▶ Aim of the task
Collect every line of the material below that contains the word "pomegranate", and copy each one in full.
··· Records shown
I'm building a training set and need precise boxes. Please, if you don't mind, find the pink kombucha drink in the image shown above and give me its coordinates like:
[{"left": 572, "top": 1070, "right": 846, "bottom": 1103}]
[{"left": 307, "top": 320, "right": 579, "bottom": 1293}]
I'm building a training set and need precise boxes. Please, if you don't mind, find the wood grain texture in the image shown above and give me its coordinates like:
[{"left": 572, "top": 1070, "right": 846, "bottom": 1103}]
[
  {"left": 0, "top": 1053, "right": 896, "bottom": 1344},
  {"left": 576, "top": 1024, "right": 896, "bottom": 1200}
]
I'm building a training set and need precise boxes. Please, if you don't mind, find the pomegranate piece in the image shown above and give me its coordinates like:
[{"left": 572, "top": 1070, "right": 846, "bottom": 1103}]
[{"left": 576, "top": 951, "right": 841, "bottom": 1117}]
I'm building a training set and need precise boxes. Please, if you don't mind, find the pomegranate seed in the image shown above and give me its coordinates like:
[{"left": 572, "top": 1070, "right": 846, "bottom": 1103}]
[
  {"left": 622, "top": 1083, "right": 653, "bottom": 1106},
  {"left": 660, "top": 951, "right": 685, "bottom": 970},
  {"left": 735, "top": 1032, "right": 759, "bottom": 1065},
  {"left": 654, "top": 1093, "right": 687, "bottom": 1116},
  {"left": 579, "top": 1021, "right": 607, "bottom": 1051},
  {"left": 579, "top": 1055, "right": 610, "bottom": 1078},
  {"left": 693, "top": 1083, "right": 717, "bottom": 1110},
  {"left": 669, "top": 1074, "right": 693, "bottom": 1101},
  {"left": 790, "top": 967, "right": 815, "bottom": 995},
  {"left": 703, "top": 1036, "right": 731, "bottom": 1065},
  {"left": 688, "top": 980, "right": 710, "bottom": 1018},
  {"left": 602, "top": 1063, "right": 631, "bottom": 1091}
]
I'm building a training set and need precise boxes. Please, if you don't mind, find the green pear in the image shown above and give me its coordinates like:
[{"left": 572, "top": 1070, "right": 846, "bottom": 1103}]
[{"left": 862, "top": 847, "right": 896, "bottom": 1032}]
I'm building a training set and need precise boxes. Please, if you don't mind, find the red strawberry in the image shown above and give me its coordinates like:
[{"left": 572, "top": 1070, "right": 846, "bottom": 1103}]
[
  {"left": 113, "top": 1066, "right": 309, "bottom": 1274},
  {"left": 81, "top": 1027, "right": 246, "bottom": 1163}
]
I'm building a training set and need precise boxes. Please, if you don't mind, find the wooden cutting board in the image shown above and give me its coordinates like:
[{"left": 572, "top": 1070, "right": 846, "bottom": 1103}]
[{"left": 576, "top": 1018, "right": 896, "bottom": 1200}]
······
▶ Answer below
I'm building a training set and need precise boxes. Please, if you don't mind, find the pomegranate piece in the image shown above and give me its coordinates like:
I'm building a training set and need precise boxes. Please, if you don't mind, find the pomegranate seed in the image shown above and give me its coordinates like:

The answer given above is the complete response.